REl - 0600545-84.2020.6.21.0015 - Voto Relator(a) - Sessão: 01/07/2021 às 14:00

VOTO

Senhor Presidente,

Eminentes colegas:

 

Admissibilidade Recursal

O prazo para a interposição de recurso contra sentença proferida em processo de prestação de contas atinente às eleições de 2020 é de 03 (três) dias, contados do ato de intimação da parte interessada, consoante expresso no art. 85 da Resolução TSE n. 23.607/19.

Ainda, por força do disposto no art. 26, § 4º, da Resolução TRE-RS n. 347/20, após o encerramento do período eleitoral com a diplomação dos eleitos, as intimações nos processos de prestação de contas passaram a ser realizadas diretamente no Sistema de Processo Judicial Eletrônico (PJe), dispensando-se a publicação do ato no Diário da Justiça Eletrônico (DJe) e, até 12.2.2021, a observância do prazo de ciência de 10 (dez) dias, previsto no art. 5º, § 3º, da Lei n. 11.419/06, em conformidade com a normativa posta no art. 51, caput, da Resolução TRE-RS n. 338/19.

Na presente hipótese, o RECORRENTE foi intimado da sentença, por meio de ato de comunicação no Sistema de Processo Judicial Eletrônico (PJe), na data de 05.02.2021, sexta-feira (ID 30191333), de maneira que o prazo recursal se iniciou em 08.02.2021, segunda-feira, encerrando-se em 10.02.2021, quarta-feira.

Assim, em princípio, o recurso deveria ser considerado intempestivo, pois foi aviado no dia 11.02.2021, quinta-feira (ID 30191383), após o transcurso do tríduo legal.

Todavia, a defesa do RECORRENTE registrou sua ciência da sentença no Sistema de Processo Judicial Eletrônico (PJe), como previsto nos arts. 54 e 56 da Resolução TRE-RS n. 338/19, no dia 11.02.2021, às 14h42min (Intimação n. 5395550), inserindo-se, automaticamente, no sistema, a data de 15.02.2021, às 23h59min, como termo final do prazo recursal.

Nesse contexto, embora o ato de intimação tenha se efetivado durante o período de incidência do regramento excepcional do art. 26, § 4º, da Resolução TRE-RS n. 347/20, entendo que deve ser reconhecida a tempestividade do recurso, porquanto os prazos recursais, que integram as garantias processuais das partes, embora não sejam alteráveis ad libitum do juízo, não devem ser havidos por preclusos quando há registro eletrônico de causa dilatória capaz de provocar incerteza à parte quanto ao seu cômputo e de impedi-la de utilizar os meios processuais existentes, restringindo o exercício do seu direito de defesa em juízo.

PROBLEMA 1
Segundo o voto, qual é o prazo para interpor recurso contra sentença proferida em processo de prestação de contas das eleições de 2020?

Trecho do conjunto de dados:

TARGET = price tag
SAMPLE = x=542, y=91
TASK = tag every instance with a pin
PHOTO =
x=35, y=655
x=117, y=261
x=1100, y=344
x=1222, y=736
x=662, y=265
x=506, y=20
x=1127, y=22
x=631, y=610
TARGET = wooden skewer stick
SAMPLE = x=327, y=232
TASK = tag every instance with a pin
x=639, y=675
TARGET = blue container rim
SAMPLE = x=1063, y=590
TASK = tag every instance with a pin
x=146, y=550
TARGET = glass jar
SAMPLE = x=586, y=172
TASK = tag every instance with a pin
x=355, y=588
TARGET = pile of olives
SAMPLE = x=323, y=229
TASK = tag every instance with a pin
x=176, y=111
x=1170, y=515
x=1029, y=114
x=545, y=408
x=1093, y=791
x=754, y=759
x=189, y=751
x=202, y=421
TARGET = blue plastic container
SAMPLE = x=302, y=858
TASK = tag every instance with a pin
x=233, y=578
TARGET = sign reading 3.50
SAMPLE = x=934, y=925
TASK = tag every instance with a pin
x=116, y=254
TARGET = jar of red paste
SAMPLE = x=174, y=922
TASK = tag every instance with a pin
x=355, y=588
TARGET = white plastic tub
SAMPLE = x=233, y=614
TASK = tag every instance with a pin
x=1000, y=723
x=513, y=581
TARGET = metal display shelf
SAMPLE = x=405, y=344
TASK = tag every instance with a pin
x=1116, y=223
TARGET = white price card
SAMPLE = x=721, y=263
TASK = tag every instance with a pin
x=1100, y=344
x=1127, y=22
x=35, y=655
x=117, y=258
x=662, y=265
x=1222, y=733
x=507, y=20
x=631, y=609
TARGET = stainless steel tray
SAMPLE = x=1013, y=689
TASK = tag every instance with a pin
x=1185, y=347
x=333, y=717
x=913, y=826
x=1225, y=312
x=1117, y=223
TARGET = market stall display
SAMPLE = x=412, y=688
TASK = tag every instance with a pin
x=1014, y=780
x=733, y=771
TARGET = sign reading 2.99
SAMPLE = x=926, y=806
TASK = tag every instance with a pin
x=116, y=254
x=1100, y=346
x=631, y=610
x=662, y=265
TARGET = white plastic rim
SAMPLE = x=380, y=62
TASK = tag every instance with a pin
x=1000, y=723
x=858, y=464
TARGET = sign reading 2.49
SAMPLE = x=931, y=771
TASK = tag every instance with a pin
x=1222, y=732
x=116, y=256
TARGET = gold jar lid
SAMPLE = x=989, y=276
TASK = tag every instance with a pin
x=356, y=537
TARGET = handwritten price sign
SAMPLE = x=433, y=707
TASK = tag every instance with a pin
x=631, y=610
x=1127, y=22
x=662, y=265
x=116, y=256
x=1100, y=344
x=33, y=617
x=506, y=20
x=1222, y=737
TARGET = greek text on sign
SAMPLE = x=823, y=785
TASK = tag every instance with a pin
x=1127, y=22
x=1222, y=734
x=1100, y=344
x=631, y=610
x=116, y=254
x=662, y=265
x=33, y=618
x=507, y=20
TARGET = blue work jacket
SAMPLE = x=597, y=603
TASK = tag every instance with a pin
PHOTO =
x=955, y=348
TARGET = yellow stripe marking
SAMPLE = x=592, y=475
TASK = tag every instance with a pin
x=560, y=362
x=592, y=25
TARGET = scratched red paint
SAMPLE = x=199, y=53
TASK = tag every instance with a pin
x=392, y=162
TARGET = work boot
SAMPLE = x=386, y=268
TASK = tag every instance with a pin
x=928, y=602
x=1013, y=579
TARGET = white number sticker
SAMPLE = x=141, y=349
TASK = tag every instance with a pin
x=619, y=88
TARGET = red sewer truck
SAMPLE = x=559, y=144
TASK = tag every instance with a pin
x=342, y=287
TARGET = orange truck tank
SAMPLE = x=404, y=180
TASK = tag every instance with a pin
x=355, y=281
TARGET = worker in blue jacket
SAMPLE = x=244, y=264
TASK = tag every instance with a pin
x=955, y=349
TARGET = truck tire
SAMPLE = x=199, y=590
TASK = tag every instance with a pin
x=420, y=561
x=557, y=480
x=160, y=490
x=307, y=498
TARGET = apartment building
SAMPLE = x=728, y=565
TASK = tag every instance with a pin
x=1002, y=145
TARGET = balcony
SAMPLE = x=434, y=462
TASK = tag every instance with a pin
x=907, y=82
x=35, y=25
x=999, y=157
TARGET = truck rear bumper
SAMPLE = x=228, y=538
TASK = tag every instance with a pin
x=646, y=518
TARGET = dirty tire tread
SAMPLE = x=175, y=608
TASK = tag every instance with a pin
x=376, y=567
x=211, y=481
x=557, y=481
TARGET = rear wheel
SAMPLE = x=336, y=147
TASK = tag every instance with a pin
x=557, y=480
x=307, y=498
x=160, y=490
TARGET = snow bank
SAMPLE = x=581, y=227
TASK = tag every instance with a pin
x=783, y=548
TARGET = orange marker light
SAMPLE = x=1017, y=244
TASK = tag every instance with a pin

PROBLEMA 2
Nas linhas do conjunto de dados, substitua "balcony" por "terrace" no trecho que começa na linha que contém "TARGET = white number sticker" e termina na linha que contém "x=999, y=157". Reproduza somente esse trecho, sem alterar mais nada.

SAÍDA DA TAREFA 1
03 (três) dias, contados do ato de intimação da parte interessada.

SAÍDA DA TAREFA 2
TARGET = white number sticker
SAMPLE = x=141, y=349
TASK = tag every instance with a pin
x=619, y=88
TARGET = red sewer truck
SAMPLE = x=559, y=144
TASK = tag every instance with a pin
x=342, y=287
TARGET = orange truck tank
SAMPLE = x=404, y=180
TASK = tag every instance with a pin
x=355, y=281
TARGET = worker in blue jacket
SAMPLE = x=244, y=264
TASK = tag every instance with a pin
x=955, y=349
TARGET = truck tire
SAMPLE = x=199, y=590
TASK = tag every instance with a pin
x=420, y=561
x=557, y=480
x=160, y=490
x=307, y=498
TARGET = apartment building
SAMPLE = x=728, y=565
TASK = tag every instance with a pin
x=1002, y=145
TARGET = terrace
SAMPLE = x=434, y=462
TASK = tag every instance with a pin
x=907, y=82
x=35, y=25
x=999, y=157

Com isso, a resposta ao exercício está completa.